▸ Stated goal: Quote all of the entries below word for word, leaving out the picture.

▸ Data to use:
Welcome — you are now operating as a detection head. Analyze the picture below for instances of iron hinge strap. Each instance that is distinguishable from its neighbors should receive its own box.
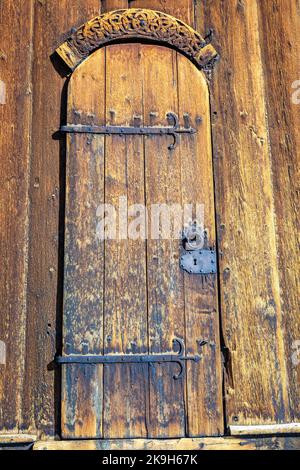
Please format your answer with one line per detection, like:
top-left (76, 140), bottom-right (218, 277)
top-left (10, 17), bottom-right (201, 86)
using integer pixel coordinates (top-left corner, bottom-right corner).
top-left (61, 113), bottom-right (197, 150)
top-left (55, 338), bottom-right (201, 379)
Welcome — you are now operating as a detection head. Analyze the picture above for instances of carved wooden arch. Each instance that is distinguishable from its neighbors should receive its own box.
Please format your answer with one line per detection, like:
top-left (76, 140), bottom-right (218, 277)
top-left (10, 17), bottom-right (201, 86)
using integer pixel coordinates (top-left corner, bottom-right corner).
top-left (56, 8), bottom-right (218, 70)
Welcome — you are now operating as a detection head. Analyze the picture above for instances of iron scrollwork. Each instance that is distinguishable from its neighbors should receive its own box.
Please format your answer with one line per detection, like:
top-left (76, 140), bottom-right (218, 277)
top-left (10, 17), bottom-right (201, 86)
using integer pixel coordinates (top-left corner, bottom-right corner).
top-left (55, 338), bottom-right (204, 380)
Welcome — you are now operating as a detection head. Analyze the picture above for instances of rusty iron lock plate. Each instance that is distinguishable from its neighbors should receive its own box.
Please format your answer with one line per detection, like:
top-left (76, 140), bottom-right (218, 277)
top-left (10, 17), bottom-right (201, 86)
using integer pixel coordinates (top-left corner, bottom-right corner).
top-left (180, 249), bottom-right (217, 274)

▸ Full response:
Welcome — you are now operating as a detection head. Analyze the picture below for instances of iron hinge strap. Each instance that is distinguishable from its neighbors should receive its own box.
Please format your answer with one line per detection, like:
top-left (76, 140), bottom-right (218, 277)
top-left (10, 17), bottom-right (201, 86)
using integer pixel coordinates (top-left corner, bottom-right corner).
top-left (61, 113), bottom-right (197, 150)
top-left (55, 338), bottom-right (201, 379)
Welcome — you are now operating as a detection head. Analyze the picture above for instances of carved wooden arch. Each instance that is distinguishable from its neighbors should receive its own box.
Please format your answer with one line per detection, like:
top-left (76, 140), bottom-right (218, 277)
top-left (10, 17), bottom-right (201, 86)
using integer pixel coordinates (top-left corner, bottom-right corner).
top-left (56, 8), bottom-right (218, 70)
Welcome — you are now operating as a detection head. Analyze the picture above for instances of iron scrollwork. Each instance that is distinguishable from its neighbors should receive its own box.
Please format your answer with one line per detection, like:
top-left (76, 140), bottom-right (218, 277)
top-left (10, 17), bottom-right (201, 86)
using integer pixel coordinates (top-left corner, bottom-right corner).
top-left (55, 338), bottom-right (204, 380)
Welcome — you are now operating as a detection head. Analyze the picture above for instances of rusty iron lock plate. Each instance that is distinguishable from its neighbors should receive its own box.
Please format your answer with one line per detection, like:
top-left (76, 140), bottom-right (218, 277)
top-left (10, 17), bottom-right (201, 86)
using integer pixel coordinates (top-left corner, bottom-right corner).
top-left (180, 249), bottom-right (217, 274)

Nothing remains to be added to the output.